• **本文抜粋**
条件がそろえば1億円近い融資も引き出せるが…
一方、夫婦合算でマンション購入を考えるとどうでしょう。
2人の合計年収の5倍、7,690万円借り入れたとします。金利は0.5%、元利均等方式で返済期間25年のローンを組んだ場合、毎月の返済額は27万2,741円。世帯年収に占める返済負担率は21.3%に収まっており、余裕のある返済プランといえる範囲です。勝ち組夫婦が協力すれば、マンション価格高騰で騒がれているなかでも、8,000万円弱の物件であれば購入を検討できるというわけです。
さらに、勤め先や勤続年数などの条件がそろえば、1億円近い融資を引き出すことも可能であり、憧れの「新築タワマン」も視野に入ります。仮に上と同条件で1億円を借りた場合、毎月の返済額は35万4,669円。世帯年収に占める返済負担率は27.6%となります。
表面上の返済額をみた限り、少々負担感はあるものの無理ではない水準といえます。
しかし、タワマン暮らしには分譲マンションならではの「管理費」や「修繕積立金」などのランニングコストがかかることを考慮すると、「負担感のある」ローンを組むのは考え物です。

• **記録一覧**
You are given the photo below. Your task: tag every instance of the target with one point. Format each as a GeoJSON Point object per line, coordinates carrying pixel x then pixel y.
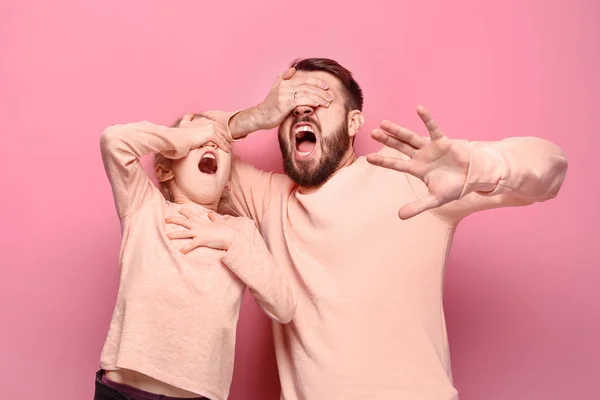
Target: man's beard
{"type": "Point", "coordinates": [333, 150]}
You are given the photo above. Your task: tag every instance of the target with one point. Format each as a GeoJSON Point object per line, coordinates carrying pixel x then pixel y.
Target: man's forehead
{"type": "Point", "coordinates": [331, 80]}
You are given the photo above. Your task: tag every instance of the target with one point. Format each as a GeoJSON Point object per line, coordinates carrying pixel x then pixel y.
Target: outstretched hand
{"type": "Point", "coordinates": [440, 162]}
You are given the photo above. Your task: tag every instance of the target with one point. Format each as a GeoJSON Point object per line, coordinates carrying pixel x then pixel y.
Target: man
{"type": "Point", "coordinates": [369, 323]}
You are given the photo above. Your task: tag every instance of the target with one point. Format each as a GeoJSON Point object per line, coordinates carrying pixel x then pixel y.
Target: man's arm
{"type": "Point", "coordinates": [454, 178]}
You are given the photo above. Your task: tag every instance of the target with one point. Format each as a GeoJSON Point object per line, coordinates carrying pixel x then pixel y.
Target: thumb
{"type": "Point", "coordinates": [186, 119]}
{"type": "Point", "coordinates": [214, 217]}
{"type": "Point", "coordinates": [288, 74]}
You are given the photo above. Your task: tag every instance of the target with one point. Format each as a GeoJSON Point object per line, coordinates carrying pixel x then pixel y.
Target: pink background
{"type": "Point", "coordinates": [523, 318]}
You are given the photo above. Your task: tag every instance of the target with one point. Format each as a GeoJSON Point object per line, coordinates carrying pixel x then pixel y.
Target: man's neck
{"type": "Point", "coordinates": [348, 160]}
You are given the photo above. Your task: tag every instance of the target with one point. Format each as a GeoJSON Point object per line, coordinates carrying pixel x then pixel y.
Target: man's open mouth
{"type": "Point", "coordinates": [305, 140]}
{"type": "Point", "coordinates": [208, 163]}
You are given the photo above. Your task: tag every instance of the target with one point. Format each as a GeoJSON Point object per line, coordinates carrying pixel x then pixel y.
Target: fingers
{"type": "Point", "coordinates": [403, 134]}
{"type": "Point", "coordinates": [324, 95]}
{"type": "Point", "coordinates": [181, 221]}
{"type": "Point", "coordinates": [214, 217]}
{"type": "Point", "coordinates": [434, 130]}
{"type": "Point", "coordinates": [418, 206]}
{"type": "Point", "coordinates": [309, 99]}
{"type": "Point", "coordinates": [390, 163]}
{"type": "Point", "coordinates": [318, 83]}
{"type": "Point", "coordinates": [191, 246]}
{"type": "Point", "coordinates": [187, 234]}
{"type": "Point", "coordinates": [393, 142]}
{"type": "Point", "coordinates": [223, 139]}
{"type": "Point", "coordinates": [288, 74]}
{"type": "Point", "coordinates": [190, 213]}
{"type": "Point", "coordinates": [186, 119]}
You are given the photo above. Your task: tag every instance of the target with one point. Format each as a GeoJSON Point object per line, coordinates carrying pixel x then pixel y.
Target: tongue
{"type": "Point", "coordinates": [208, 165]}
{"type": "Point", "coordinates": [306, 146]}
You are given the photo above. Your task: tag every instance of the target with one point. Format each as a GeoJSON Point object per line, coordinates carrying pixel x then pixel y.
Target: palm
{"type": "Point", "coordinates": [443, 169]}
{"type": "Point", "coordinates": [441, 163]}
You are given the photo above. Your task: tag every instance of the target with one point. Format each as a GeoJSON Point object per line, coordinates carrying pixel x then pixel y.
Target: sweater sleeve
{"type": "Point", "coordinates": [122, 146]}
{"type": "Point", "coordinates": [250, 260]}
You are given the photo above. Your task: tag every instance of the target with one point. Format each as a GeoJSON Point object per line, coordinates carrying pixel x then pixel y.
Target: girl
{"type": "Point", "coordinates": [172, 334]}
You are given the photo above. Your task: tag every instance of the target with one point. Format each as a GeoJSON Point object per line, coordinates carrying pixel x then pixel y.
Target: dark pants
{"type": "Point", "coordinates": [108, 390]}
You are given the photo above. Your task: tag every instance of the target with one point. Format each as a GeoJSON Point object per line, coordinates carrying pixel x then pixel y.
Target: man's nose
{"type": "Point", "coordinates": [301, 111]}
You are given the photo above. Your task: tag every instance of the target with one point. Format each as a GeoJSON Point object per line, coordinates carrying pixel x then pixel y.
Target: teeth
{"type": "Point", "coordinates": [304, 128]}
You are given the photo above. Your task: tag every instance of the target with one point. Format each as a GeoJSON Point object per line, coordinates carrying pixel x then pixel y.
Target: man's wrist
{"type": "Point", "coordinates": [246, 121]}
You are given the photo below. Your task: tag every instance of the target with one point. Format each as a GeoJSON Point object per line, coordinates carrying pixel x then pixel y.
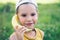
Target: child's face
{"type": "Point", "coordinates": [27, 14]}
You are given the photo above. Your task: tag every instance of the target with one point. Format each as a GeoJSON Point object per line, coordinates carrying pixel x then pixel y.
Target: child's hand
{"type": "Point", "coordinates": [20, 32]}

• **課題一覧**
(A) 夫婦合算の住宅ローンについての本文で、7,690万円を借りた場合の毎月の返済額はいくらですか？
(B) 夫婦合算の住宅ローンについての本文と次の(i)〜(iii)は合っていますか？それぞれ「はい」か「いいえ」で答え、判断の根拠となる本文の語句をそのまま引用してください。
(i) 7,690万円という借入額は、2人の合計年収の5倍にあたる。
(ii) 1億円を借りた場合、世帯年収に占める返済負担率は21.3%になる。
(iii) タワマン暮らしのランニングコストとして、管理費と修繕積立金が挙げられている。
(C) 夫婦合算の住宅ローンについての本文を、最後の文の後から書き継いでください。

• **解答**
(A) 27万2,741円

(B)
(i) はい。「2人の合計年収の5倍、7,690万円借り入れたとします」
(ii) いいえ。「世帯年収に占める返済負担率は27.6%となります」
(iii) はい。「「管理費」や「修繕積立金」などのランニングコストがかかる」

(C)
国土交通省『平成30年度マンション総合調査』によると、タワーマンションの平均管理費は月1万5,726円。これは、通常の分譲マンションの1.4倍の水準です。また、前出の調査によると、タワーマンションの平均積立修繕金は月1万2,305円。多くのタワーマンションが「修繕積立金不足」に陥っているという調査結果もあり、今後、このコストは上がることはあっても、下がることは考えにくいというのが実情です。
病気や怪我により「就労不能」に陥るリスクに「離婚」のリスクも…
管理費や修繕積立金などのコストを想定済みだとしても、病気や怪我で就労不能になるリスクまで考慮できている人は多くないかもしれません。そんな事態に陥れば当然医療費の負担が発生する上、1人の収入でローンを返済することになります。仮に夫の収入のみで月35万円ほどの返済を行う場合、年収に対する返済負担率は約5割。家計はあっという間に破綻してしまうでしょう。
加えて、どうしても目を逸らすわけにいかないのが「35%」という日本の離婚率。
仮にこのパワーカップルが離婚してしまえば、マンションに「住み続ける」か「売却する」のいずれかを選択することになりますが、ローンを一括返済できる金額でマンションが売れるとは限りません。ローンの残債が物件価格を上回る「オーバーローン」の場合、現金を積み増さなければ売却ができないことにも注意が必要です。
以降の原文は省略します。